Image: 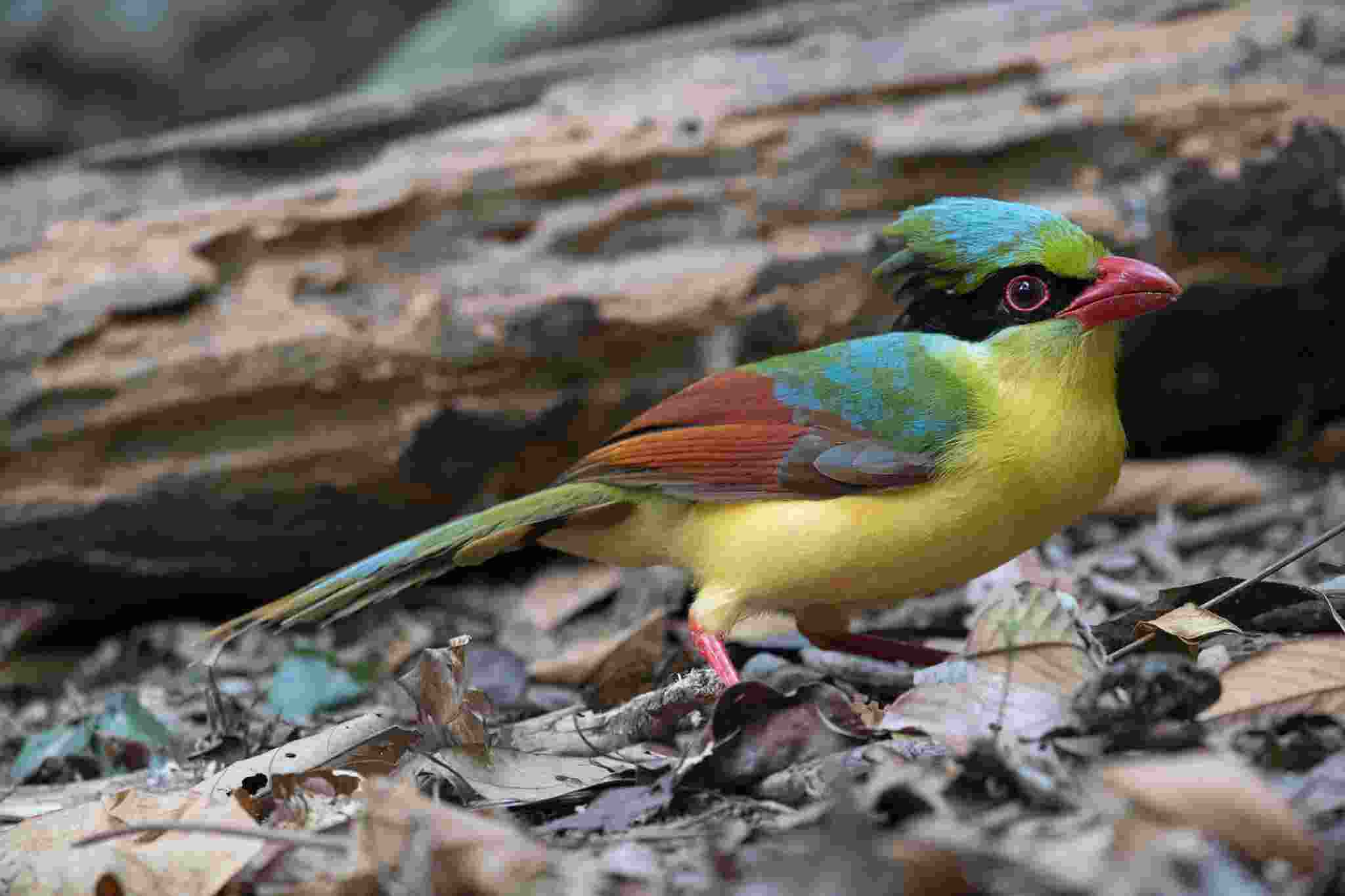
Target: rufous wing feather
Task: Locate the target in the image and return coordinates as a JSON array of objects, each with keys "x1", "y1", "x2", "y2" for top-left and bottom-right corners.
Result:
[{"x1": 561, "y1": 371, "x2": 935, "y2": 501}]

---

**To be done**
Reproduce the entry above verbatim, omitting the picture.

**Result of the task**
Image: 
Target: rufous wing feather
Task: Locate the target in the image and return coordinates as a JSON array of objects, each with keys "x1", "y1", "x2", "y2" for top-left and bottom-right corners.
Result:
[{"x1": 561, "y1": 371, "x2": 935, "y2": 501}]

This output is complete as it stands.